*Required action:*
What are the lines from the top of the entries below through the line containing "Target: the dog's leg"? Return them exactly, both ends included, without the pictures.
• • •
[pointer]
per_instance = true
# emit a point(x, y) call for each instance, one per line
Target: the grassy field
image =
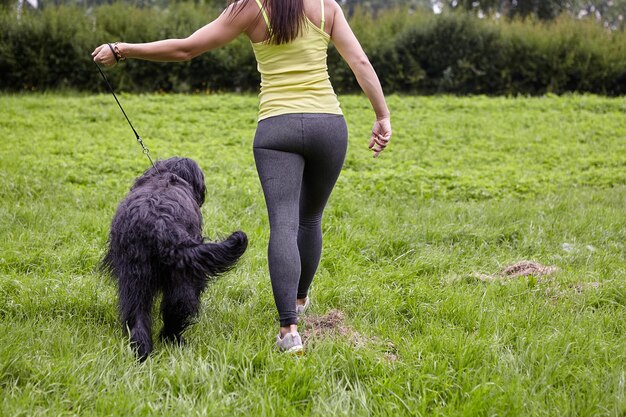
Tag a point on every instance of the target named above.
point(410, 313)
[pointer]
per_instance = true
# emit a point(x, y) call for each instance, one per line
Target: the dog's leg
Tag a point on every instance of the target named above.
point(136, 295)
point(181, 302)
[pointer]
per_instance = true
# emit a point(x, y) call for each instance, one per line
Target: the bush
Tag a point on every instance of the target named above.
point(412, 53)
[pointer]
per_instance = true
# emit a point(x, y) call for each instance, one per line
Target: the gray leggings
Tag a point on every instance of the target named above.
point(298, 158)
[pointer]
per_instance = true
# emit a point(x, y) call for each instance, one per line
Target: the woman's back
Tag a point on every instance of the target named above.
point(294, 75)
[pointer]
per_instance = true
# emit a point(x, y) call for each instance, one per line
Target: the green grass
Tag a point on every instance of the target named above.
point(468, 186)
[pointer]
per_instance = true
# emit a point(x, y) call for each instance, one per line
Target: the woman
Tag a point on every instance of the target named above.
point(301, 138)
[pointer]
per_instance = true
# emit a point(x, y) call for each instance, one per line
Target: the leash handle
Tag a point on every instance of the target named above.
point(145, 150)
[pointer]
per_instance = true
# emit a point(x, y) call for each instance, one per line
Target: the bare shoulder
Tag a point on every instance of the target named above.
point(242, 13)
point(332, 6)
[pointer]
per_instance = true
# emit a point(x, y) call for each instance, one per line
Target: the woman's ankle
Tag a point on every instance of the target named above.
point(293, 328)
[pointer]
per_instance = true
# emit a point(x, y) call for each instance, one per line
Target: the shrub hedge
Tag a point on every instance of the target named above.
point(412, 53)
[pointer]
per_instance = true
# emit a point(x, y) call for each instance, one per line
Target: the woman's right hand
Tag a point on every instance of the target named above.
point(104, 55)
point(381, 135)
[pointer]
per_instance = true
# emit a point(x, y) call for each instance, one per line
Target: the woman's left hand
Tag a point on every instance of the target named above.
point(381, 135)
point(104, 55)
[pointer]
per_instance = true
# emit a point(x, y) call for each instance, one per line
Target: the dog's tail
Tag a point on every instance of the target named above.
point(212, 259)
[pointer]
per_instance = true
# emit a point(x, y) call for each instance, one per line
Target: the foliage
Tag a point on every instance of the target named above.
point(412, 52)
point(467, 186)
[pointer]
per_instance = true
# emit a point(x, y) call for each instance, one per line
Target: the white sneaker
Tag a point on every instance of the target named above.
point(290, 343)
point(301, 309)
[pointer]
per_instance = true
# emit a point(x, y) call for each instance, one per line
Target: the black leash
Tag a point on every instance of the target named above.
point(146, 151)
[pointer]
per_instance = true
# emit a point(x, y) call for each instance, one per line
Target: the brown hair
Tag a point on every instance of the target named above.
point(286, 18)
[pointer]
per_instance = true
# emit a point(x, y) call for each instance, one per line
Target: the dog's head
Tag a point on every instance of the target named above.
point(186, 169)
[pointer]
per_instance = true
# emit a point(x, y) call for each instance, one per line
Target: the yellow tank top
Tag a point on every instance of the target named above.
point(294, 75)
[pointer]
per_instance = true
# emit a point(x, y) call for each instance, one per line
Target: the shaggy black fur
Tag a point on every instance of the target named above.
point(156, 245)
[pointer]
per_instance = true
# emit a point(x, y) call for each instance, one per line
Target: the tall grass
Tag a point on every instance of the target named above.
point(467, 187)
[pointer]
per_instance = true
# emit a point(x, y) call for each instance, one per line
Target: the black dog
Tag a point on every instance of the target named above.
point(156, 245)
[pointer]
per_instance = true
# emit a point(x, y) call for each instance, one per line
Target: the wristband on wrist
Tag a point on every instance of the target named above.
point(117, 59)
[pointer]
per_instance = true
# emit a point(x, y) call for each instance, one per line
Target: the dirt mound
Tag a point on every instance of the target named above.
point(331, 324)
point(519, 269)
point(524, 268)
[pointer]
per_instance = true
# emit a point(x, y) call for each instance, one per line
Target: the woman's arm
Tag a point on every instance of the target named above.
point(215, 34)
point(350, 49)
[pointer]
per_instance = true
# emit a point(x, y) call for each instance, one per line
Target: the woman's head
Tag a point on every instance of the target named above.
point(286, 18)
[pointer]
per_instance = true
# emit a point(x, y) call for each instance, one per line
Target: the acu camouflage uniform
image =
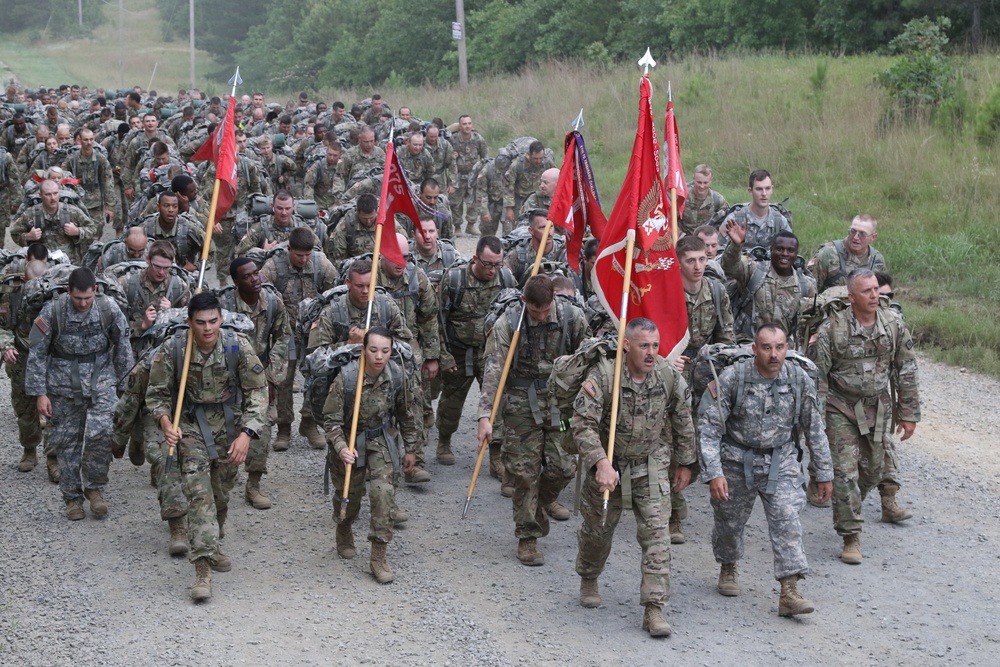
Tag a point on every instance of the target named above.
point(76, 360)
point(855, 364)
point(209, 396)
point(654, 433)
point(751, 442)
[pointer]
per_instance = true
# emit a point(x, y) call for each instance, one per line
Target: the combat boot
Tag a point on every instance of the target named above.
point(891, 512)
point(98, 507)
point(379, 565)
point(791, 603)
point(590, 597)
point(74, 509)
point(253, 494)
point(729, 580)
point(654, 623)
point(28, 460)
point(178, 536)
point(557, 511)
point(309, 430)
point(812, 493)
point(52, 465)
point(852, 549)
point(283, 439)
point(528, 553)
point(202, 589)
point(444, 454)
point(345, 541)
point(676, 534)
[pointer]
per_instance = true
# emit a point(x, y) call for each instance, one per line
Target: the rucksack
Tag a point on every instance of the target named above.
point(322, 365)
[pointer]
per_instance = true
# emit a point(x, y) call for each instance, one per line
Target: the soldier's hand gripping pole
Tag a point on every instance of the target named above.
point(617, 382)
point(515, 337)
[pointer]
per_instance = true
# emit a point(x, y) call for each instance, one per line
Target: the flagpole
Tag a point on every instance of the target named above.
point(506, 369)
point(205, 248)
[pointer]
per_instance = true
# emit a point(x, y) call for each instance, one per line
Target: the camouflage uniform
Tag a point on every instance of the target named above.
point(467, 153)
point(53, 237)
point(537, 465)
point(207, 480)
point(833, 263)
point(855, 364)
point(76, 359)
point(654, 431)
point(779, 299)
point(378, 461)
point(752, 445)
• • •
*Written answer:*
[pointer]
per_instance = true
# emit a point(x, y) call for each instance, one per line
Target: the grassy field
image =
Tag a point on every instance of the target named above.
point(410, 313)
[pointer]
per_instance = true
# emit a point(x, y) call for each instance, one per line
Target: the dog's leg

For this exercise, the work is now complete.